Could you write out the records below exactly as they appear?

_INFORMATION GIVEN_.
========
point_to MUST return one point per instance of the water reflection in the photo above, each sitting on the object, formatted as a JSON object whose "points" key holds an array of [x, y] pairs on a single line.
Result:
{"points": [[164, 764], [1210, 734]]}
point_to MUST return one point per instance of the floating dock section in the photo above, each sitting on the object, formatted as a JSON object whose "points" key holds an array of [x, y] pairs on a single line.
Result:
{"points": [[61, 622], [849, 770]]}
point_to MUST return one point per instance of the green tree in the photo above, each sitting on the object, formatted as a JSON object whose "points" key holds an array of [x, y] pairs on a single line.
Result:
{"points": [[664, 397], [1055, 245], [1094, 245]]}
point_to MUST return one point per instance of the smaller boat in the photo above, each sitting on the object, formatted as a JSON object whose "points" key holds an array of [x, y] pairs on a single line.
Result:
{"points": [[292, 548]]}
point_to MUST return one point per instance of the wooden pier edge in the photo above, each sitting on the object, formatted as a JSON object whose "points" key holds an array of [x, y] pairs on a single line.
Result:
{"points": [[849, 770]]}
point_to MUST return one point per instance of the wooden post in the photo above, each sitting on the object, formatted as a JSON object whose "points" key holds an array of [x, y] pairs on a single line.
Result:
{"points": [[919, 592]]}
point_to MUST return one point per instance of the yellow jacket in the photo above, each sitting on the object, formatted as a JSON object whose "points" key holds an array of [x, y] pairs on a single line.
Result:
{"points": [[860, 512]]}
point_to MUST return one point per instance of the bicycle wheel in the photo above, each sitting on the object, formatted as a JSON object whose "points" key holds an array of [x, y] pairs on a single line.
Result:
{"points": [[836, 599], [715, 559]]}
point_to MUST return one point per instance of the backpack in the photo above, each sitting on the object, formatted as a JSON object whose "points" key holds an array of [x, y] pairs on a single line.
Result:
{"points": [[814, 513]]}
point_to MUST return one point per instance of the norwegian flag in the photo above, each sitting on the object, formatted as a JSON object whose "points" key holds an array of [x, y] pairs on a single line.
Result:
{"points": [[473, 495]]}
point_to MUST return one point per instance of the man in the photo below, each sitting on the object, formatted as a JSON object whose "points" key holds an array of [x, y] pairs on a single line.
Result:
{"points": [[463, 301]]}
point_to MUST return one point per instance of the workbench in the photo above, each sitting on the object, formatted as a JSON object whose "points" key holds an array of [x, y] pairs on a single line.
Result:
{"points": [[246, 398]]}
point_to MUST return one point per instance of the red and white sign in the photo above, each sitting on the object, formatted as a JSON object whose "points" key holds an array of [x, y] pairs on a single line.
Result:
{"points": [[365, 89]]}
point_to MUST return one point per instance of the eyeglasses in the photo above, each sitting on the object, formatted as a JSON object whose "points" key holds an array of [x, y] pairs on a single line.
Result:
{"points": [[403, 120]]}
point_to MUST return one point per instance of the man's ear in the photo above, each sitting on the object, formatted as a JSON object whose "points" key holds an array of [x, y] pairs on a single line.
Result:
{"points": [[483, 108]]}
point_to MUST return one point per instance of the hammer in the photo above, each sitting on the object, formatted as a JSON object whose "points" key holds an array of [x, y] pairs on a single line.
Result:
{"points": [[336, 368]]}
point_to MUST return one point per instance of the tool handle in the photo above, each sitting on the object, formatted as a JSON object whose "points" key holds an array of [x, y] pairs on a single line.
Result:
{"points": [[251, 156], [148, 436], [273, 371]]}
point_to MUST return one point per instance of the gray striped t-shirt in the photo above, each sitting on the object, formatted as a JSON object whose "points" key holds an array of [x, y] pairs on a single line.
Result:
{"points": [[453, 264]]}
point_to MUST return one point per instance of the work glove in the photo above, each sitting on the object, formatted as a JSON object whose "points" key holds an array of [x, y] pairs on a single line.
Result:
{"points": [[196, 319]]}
========
_RESPONSE FOR THIS EXERCISE_.
point_to MUST return one point per instance of the water reflection in the photo above, each sitting on the object, formatted as a JSON object whose "points" key holds an array of [x, y] pairs on a single line.
Result:
{"points": [[164, 764], [1210, 734]]}
point_to MUST return one point per instance of the floating dock section in the photo above, each sitting on the object, formatted as a JSON object whose "points" key holds an array of [x, y] pairs on a single line.
Result:
{"points": [[61, 622], [849, 770]]}
point_to MUST return one point per instance of the green tree in the photo above, each sitting on the object, formatted as a JSON object whose "points" key holds an array of [x, y] pairs on a single line.
Result:
{"points": [[664, 397], [1055, 245], [1094, 245]]}
point_to MUST return one point per instance of the smaller boat in the photo above, each sitting on the object, formatted as a JSON object whose "points" key holds an array of [x, y] pairs on a single line.
Result:
{"points": [[292, 548]]}
point_to MUST return one point per instance of the wooden pier edge in the photo above, each sitting on the object, formatted as a JSON object whose "points" key holds an array of [x, y] pairs on a single line.
Result:
{"points": [[849, 770]]}
point_to MUST return one point per instance of the wooden post in the photo above, each sitting on the object, formatted as a JSON object whose "points" key holds an array of [x, y] pairs on a single line.
Result:
{"points": [[919, 592]]}
point_to MUST return one point per instance of the yellow jacket in the photo above, each sitting on the object, formatted as a JSON object whose "points" key holds an array of [x, y] pairs on a single line.
Result:
{"points": [[860, 512]]}
point_to MUST return one point per instance of the bicycle wheel in the photo above, each sitting on the object, formatted as a JSON object whose "points" key holds an array of [x, y] pairs on a single line.
Result:
{"points": [[836, 599], [715, 559]]}
point_to MUST return one point per instance of the backpack in the photo above, each sitting on the object, formatted as a JSON object whose "points" key holds an array of [x, y] pairs on a single line.
Result:
{"points": [[814, 513]]}
point_to MUST return one point per instance of the norwegian flag in the photo above, each sitting on the object, formatted as a JSON object whose "points" key holds an array of [x, y] pairs on a single line.
Result:
{"points": [[473, 495]]}
point_to MUST return one point per instance of the man in the photo below, each sitting on the object, formatted as a JSON object whose "points" key holds an array of [x, y] pairs on a single line.
Result:
{"points": [[463, 301]]}
point_to MUST return one point per instance of the workbench in the photo above, each sitting on the object, formatted as a JSON object whose "points" key holds an array of [x, y] pairs on a single line.
Result:
{"points": [[246, 398]]}
point_to MUST return one point per instance of the red and white sign in the photo above, each sitting on the object, formatted as a JSON object whose "points" key holds an array of [x, y] pairs on a single line.
Result:
{"points": [[365, 89]]}
point_to MUST return one point per instance of the eyeglasses in the photo above, each sitting on the object, formatted as a JSON object whose "points" key holds an array of [x, y] pairs on a single line.
Result:
{"points": [[403, 120]]}
point_to MUST return one point per instance of the man's ear in the photo above, each sitting on the object, formatted as a JSON object whose "points" key holds an array of [x, y] pairs on a single line.
Result:
{"points": [[483, 108]]}
point_to MUST return one point per instance of the hammer in the photo above, each sitting on the object, formatted as a JSON object whose "points" key holds an array of [x, y] pairs on a single line.
Result:
{"points": [[336, 368]]}
point_to MUST return one point per instance of the tool handle in the photo above, each sitting on the object, formatted as a JSON object whose "points" key holds an array of [x, y] pairs on a single line.
Result:
{"points": [[251, 156], [148, 436], [273, 371]]}
point_to MUST return one point per instance of the gray striped t-shirt in the photo above, each sitting on the object, formatted as a JSON object whose "points" key holds an array of [x, y] pairs on a single line.
Result:
{"points": [[453, 264]]}
point_to MUST return one point per instance of the work glove in the photo above, each sitting on the object, formatted as a JSON object whose "points" key holds an array of [x, y] pairs on a single line.
Result:
{"points": [[196, 319]]}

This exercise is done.